> **What is needed**
Reproduce each line from the records that holds "basket".

╭─ Information given

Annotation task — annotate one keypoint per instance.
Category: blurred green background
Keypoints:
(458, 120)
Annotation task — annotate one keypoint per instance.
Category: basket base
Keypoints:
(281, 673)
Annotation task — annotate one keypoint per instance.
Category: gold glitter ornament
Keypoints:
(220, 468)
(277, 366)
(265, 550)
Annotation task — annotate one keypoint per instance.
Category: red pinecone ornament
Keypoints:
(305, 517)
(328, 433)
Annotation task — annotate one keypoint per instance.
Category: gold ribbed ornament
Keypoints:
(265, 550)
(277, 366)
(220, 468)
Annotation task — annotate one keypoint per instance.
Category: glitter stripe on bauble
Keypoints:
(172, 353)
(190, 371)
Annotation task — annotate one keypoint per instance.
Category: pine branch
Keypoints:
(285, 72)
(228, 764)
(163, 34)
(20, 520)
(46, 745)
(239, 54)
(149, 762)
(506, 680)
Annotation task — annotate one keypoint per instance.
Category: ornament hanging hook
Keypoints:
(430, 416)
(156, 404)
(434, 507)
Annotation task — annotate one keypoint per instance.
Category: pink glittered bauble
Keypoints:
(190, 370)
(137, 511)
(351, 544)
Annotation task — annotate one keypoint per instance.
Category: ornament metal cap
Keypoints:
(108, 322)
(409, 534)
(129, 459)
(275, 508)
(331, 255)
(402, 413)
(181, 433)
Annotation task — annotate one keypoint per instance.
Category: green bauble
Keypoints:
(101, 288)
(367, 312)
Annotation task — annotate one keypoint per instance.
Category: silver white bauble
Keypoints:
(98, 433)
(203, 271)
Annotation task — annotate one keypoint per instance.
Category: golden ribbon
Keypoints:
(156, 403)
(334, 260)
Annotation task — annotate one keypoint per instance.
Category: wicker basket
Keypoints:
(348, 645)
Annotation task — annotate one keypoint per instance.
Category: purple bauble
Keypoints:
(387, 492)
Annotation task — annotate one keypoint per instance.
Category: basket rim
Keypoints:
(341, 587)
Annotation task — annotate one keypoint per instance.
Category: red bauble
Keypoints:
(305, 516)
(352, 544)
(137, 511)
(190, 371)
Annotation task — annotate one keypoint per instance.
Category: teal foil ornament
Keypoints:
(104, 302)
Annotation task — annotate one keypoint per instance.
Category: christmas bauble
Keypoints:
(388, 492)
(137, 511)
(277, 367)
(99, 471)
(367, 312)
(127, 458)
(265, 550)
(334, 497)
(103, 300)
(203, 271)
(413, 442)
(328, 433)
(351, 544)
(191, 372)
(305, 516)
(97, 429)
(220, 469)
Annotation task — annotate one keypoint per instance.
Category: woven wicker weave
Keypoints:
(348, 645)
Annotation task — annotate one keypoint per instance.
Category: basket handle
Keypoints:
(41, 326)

╰─

> **Response to the task**
Category: basket base
Category: wicker basket
Category: basket rim
Category: basket handle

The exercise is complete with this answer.